- _Request a_
Rewrite the records from the line containing "Could you spot the white" through the end of the records as a numbered list, leaving out any blank lines.

Over time, the manufacturing processes of the decorative elements also changed. Rather than being woven directly into a garment’s ground fabric, they were, for reasons of economy, produced separately in sets that were later sewn into the tunic.
The Metropolitan Museum’s tunic has a band with a repeat pattern of lozenges filled with rosettes applied on the cuffs and at the lower edge. The remaining decoration is woven into the ground fabric. The vertical stripes (clavi) are divided into rectangles with palmettes rendered on a bright ground. The same figures occur on the sleeve bands. The roundels (orbiculi) on the body and the medallions in the center of the sleeve bands show horsemen, cupids, and other figures in an abstract movement vaguely reminiscent of dancers.[2] The quality of the tunic’s ground fabric and of the figures and motifs–despite the highly stylized rendering–testifies to the weaver’s great technical skill.

- _Request b_
In the text on the tunic, what is the name given in parentheses for the vertical stripes?

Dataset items
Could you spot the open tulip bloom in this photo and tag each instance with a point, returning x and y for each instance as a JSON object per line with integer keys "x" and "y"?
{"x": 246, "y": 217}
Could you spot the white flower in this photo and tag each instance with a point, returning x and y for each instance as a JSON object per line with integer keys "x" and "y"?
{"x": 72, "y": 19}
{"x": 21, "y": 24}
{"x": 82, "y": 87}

- _Exercise answer a_
1. Could you spot the white flower in this photo and tag each instance with a point, returning x and y for each instance as a JSON object per line with integer keys "x" and "y"?
2. {"x": 72, "y": 19}
3. {"x": 21, "y": 24}
4. {"x": 82, "y": 87}

- _Exercise answer b_
Clavi.